Studio album by Overkill
- Released: March 27, 2012
- Recorded: September 2011–January 2012
- Studio: Gear Recording Studio, Shrewsbury, New Jersey
- Genre: Thrash metal
- Length: 50:27
- Label: eOne Music (North America); Nuclear Blast (Europe);
- Producer: Overkill

Overkill chronology
| Ironbound (2010) | The Electric Age (2012) | White Devil Armory (2014) |

= The Electric Age =

2012 studio album by Overkill

The Electric Age is the sixteenth studio album by thrash metal band Overkill, which was released on March 27, 2012 in the U.S. on eOne Music and in Europe three days later on Nuclear Blast.

-.-.-

- Exercises
(a) Using the album text, explain why two record labels are listed for the release.
(b) In the album text, write out the stretch from "2012 studio album" through "on Nuclear Blast." again, renaming "Overkill" as "Overkill (U.S. band)".

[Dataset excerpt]
-.-.-

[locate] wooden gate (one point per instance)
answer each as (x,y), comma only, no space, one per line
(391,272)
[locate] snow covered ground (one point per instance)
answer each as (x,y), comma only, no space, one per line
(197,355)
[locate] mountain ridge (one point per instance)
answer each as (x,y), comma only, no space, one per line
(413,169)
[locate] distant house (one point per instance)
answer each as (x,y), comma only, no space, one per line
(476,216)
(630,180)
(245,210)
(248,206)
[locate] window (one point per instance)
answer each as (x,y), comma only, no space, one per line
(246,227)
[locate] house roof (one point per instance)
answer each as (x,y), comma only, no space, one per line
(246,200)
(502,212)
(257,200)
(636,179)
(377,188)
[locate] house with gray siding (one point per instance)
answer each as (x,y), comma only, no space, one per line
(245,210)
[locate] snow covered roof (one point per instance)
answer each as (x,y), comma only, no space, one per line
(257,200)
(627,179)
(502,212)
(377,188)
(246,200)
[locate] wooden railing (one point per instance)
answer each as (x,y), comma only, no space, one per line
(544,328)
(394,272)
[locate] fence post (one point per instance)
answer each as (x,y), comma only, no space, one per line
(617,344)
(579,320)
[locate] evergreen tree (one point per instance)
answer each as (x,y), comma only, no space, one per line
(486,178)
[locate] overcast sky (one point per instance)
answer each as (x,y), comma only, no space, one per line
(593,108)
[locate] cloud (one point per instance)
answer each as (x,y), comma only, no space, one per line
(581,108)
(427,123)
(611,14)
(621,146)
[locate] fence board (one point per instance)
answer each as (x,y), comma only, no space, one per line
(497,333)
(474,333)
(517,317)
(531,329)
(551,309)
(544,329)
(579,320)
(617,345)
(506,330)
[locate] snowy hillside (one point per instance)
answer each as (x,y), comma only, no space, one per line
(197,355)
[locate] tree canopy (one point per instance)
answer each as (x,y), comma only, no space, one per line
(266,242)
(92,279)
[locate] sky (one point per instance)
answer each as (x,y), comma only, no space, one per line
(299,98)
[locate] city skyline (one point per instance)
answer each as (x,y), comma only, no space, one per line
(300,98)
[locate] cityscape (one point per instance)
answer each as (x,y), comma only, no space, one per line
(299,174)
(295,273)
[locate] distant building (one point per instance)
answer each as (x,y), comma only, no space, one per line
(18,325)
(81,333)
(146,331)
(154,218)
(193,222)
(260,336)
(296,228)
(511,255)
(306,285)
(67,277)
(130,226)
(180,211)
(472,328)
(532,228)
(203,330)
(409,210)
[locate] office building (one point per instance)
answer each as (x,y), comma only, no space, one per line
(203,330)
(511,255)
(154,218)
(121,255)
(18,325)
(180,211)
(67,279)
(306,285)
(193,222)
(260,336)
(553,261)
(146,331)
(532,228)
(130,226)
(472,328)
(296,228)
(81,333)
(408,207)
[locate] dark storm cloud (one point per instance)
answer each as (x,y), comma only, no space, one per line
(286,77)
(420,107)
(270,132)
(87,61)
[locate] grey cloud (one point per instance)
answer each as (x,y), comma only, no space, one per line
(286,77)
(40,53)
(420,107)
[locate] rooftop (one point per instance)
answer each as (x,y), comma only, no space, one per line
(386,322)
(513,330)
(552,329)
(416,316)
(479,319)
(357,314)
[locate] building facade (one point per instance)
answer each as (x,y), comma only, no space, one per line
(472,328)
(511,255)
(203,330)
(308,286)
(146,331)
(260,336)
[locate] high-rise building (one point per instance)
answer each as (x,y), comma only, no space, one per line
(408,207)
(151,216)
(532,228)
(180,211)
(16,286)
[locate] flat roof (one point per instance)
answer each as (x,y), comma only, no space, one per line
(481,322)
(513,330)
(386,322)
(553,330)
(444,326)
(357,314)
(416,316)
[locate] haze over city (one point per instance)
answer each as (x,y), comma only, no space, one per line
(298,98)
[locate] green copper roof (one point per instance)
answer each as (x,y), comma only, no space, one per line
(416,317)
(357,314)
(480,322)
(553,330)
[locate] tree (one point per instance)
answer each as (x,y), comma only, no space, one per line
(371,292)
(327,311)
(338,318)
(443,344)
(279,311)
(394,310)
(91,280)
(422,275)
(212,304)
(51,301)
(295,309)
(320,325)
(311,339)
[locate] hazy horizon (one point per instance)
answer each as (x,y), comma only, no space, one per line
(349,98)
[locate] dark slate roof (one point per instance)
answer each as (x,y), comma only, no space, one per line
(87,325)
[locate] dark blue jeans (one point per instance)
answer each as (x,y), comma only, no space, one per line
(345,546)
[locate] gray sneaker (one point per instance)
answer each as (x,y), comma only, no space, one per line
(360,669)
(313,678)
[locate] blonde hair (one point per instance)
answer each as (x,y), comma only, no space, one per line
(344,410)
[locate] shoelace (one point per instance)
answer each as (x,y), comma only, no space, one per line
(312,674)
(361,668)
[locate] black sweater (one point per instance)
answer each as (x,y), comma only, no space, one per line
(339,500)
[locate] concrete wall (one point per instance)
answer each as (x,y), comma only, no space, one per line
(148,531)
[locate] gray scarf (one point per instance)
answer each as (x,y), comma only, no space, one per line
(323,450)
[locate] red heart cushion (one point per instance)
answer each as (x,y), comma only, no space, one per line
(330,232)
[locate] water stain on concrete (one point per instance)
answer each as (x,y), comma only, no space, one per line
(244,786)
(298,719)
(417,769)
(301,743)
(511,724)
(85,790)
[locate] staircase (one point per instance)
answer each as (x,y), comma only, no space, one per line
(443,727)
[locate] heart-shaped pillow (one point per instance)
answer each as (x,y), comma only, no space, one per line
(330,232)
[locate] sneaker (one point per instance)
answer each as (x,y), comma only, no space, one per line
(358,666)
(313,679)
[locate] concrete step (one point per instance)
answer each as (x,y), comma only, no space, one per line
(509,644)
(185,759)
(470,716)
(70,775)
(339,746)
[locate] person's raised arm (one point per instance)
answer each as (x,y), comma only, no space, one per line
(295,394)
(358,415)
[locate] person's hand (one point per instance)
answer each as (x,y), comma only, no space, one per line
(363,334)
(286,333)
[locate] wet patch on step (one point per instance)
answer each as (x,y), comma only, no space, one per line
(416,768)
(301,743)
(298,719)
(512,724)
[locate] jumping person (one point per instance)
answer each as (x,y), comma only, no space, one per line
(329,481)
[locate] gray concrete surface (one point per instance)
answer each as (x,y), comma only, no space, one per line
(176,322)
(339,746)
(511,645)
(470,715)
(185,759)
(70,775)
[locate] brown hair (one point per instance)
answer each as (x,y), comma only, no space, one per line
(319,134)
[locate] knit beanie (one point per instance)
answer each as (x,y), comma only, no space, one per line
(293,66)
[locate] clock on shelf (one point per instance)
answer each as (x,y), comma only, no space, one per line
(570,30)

-.-.-

- Expected results
(a) Each label handled a different region. eOne Music released the album in North America, in the U.S. on March 27, 2012. Nuclear Blast released it in Europe three days later.

(b)
2012 studio album by Overkill (U.S. band)

The Electric Age is the sixteenth studio album by thrash metal band Overkill (U.S. band), which was released on March 27, 2012 in the U.S. on eOne Music and in Europe three days later on Nuclear Blast.